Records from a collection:
--------------------

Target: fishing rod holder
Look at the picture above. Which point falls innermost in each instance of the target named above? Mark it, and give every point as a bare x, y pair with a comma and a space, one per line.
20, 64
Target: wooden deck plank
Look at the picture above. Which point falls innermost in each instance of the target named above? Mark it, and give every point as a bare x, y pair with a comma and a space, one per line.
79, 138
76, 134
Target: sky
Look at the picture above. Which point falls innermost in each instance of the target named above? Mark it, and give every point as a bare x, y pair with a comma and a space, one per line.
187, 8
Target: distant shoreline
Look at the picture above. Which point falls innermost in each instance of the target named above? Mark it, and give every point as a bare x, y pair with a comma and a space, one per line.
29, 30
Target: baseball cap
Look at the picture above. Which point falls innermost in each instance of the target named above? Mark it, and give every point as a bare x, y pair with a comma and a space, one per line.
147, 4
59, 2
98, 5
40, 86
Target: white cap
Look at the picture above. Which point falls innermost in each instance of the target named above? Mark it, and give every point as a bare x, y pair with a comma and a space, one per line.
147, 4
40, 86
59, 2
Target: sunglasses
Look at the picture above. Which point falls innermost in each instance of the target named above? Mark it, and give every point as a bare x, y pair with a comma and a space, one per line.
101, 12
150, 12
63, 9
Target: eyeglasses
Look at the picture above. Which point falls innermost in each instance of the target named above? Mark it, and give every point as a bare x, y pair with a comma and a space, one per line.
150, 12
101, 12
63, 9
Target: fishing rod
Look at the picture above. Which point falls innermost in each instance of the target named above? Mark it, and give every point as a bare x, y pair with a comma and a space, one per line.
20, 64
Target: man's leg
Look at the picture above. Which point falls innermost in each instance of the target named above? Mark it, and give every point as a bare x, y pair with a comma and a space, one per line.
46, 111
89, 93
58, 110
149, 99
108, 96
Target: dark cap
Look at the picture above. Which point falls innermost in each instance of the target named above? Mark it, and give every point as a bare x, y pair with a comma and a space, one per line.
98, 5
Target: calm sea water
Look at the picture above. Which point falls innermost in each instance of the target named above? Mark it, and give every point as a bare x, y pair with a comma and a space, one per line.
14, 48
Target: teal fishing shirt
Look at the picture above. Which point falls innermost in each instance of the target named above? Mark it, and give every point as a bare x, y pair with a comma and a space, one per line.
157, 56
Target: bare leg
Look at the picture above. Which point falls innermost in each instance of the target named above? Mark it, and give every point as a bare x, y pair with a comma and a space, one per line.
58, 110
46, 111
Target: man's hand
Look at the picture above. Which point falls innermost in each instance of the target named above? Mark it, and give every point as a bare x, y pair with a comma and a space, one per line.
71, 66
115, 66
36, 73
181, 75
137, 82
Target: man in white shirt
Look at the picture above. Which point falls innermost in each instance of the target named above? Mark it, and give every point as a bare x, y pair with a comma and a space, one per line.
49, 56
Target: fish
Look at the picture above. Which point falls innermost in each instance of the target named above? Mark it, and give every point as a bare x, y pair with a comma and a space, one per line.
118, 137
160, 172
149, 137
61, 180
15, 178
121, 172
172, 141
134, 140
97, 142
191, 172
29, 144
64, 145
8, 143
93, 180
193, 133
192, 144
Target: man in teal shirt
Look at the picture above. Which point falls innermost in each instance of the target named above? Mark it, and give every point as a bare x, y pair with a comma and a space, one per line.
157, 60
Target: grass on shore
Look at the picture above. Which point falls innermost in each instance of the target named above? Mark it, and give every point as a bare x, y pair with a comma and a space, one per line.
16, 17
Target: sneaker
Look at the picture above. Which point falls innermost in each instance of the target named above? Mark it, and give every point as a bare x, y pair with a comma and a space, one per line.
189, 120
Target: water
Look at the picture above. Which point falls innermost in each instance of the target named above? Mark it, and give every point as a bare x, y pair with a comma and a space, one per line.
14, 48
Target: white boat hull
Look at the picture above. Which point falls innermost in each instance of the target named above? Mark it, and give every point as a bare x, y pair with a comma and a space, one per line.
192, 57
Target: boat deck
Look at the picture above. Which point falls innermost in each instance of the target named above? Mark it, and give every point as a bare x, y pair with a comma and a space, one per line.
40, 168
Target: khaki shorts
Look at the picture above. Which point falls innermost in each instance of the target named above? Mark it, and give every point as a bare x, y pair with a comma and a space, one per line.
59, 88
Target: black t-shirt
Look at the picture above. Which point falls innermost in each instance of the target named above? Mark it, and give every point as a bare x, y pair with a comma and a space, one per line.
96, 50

--------------------

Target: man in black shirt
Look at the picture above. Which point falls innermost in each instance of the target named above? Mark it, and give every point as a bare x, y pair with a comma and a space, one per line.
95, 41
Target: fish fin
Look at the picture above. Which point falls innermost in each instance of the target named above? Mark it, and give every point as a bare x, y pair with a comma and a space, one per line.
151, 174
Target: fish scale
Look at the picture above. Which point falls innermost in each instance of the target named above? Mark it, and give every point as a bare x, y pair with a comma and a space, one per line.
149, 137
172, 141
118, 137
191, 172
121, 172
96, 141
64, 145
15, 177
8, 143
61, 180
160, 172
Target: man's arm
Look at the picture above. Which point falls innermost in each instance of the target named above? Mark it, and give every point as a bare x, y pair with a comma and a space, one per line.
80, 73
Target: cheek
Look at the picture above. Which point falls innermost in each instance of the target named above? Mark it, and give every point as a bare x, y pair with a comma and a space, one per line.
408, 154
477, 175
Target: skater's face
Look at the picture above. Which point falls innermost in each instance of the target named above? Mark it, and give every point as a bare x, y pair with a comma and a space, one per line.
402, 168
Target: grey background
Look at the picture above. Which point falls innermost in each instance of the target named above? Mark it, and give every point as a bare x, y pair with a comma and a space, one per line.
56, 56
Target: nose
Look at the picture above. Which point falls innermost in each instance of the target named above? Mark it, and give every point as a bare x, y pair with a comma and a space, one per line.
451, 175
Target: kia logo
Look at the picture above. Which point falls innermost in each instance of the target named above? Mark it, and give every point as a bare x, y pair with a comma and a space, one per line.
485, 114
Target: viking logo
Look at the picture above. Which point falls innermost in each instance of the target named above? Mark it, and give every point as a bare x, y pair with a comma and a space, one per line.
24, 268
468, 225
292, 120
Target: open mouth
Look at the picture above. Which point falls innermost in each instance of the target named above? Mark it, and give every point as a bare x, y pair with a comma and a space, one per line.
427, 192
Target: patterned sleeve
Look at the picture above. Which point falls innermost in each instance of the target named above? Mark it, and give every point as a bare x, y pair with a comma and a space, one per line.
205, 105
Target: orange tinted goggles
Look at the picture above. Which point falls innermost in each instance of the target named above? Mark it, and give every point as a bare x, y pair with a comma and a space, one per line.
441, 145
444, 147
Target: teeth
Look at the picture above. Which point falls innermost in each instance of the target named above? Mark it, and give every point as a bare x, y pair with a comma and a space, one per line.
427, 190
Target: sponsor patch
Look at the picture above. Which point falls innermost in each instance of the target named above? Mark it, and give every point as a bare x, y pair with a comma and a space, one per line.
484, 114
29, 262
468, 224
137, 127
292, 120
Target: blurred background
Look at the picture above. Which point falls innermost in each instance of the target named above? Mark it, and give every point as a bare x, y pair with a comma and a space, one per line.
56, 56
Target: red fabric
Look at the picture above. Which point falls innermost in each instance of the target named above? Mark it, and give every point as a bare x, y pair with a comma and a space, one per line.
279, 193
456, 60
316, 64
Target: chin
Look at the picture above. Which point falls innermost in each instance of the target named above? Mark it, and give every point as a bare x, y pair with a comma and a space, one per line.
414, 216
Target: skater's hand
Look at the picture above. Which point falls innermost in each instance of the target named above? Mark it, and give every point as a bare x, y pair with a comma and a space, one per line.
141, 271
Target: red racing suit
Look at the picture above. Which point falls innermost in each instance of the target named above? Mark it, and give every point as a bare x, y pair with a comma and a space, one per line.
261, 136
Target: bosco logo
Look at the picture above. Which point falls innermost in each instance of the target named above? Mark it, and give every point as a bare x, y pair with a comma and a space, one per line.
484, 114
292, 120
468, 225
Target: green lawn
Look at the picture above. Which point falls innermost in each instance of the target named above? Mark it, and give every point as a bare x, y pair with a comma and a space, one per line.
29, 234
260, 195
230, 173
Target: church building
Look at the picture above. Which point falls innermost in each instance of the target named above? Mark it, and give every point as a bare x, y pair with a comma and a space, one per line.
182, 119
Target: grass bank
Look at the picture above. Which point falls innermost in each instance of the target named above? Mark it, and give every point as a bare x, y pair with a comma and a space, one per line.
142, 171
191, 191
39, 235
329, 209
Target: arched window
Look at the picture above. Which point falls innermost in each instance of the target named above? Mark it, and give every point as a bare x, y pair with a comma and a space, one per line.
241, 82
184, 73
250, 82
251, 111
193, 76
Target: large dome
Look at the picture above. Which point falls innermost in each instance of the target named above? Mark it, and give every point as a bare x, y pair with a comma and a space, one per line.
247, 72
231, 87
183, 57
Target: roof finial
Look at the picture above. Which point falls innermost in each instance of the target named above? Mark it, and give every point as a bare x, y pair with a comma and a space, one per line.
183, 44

--------------------

In the data above, retype exactly and only the lines between the one holding "Target: fishing rod holder" and the one holding "Target: distant shoreline", inclusive.

Target: fishing rod holder
Look at the picture above. Which point falls innermost in each instance of the target named above? Mark it, and give every point as a bare x, y pair with a comma and a space, one per line.
20, 64
Target: wooden deck plank
Look at the picture above. Which point falls innermost in each instance of the target named above? Mark it, and give every point as a bare x, y pair with a comma and a space, one per line.
79, 138
76, 134
Target: sky
Look at the picture above. Which point falls innermost in each instance of the target named above? Mark it, and give every point as a bare x, y pair with a comma and a space, one per line.
187, 8
Target: distant shoreline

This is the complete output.